* QUOTED PASSAGE *

• • • • •

The AGE–RAGE pathway has been extensively studied in the context of diabetic vascular disease. Variations in the RAGE gene have been identified and screened for association with DR and other diseases.31, 32, 33 Of the many polymorphisms that have been screened, the −429 and −374 are considered important, since these polymorphisms are reported to increase the RAGE gene transcript, which will augment increased AGE binding to cells and as a result lead to an altered signaling cascade. The G82S polymorphism has also been studied in various populations, which is yet another important polymorphism previously studied in this population.17 Here, we screened for the first time the −429 and −374 promoter polymorphisms to look for their association with DR in South Indian subjects.

• • • • •

* MATERIAL PROVIDED *
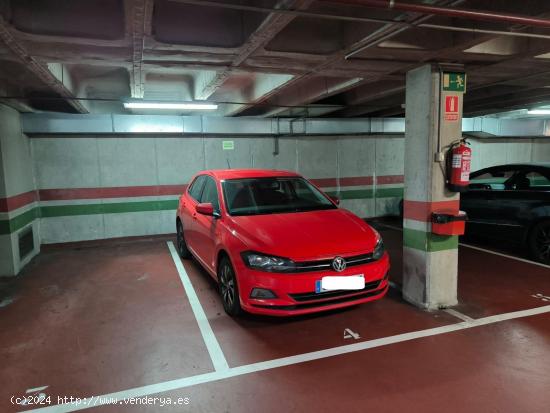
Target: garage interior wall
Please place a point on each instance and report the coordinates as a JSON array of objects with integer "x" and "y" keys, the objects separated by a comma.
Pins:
[
  {"x": 106, "y": 186},
  {"x": 18, "y": 207},
  {"x": 94, "y": 187},
  {"x": 491, "y": 151},
  {"x": 85, "y": 187}
]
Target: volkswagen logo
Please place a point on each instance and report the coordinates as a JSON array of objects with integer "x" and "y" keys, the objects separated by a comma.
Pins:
[{"x": 339, "y": 264}]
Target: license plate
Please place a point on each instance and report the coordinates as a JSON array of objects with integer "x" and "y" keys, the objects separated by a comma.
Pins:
[{"x": 331, "y": 283}]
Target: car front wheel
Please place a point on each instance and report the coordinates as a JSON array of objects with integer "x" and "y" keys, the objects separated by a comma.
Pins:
[
  {"x": 229, "y": 291},
  {"x": 539, "y": 242}
]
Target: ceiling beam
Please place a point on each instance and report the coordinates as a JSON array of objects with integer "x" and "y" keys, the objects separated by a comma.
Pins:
[
  {"x": 311, "y": 91},
  {"x": 39, "y": 69},
  {"x": 385, "y": 32},
  {"x": 141, "y": 14},
  {"x": 267, "y": 30}
]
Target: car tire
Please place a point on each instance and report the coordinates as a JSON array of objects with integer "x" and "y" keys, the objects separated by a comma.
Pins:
[
  {"x": 539, "y": 242},
  {"x": 229, "y": 290},
  {"x": 181, "y": 245}
]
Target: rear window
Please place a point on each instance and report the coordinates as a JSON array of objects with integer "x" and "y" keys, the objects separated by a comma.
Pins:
[{"x": 196, "y": 187}]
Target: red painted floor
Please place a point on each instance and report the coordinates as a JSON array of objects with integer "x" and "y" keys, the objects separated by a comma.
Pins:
[{"x": 94, "y": 320}]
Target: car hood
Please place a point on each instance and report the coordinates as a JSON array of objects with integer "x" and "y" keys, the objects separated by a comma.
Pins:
[{"x": 305, "y": 235}]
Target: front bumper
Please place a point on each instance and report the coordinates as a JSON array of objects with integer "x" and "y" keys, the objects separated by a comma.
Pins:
[{"x": 296, "y": 292}]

• • • • •

* YOUR TASKS *
A: From the passage on RAGE gene polymorphisms, return the stretch from "The AGE–RAGE pathway" through "South Indian subjects." word for word.
B: Condense the paragraph of the passage on RAGE gene polymorphisms that begins "The AGE–RAGE pathway has been extensively studied" into a short bulleted list that keeps its main facts.

* ANSWER SECTION *
A:
The AGE–RAGE pathway has been extensively studied in the context of diabetic vascular disease. Variations in the RAGE gene have been identified and screened for association with DR and other diseases.31, 32, 33 Of the many polymorphisms that have been screened, the −429 and −374 are considered important, since these polymorphisms are reported to increase the RAGE gene transcript, which will augment increased AGE binding to cells and as a result lead to an altered signaling cascade. The G82S polymorphism has also been studied in various populations, which is yet another important polymorphism previously studied in this population.17 Here, we screened for the first time the −429 and −374 promoter polymorphisms to look for their association with DR in South Indian subjects.

B:
- The AGE–RAGE pathway has been studied extensively in diabetic vascular disease.
- RAGE gene variants have been screened for association with DR and other diseases.
- The −429 and −374 polymorphisms are considered important. They are reported to increase the RAGE gene transcript, which augments AGE binding to cells and alters the signaling cascade.
- The G82S polymorphism has been studied in various populations, including this population.
- This study is the first to screen the −429 and −374 promoter polymorphisms for association with DR in South Indian subjects.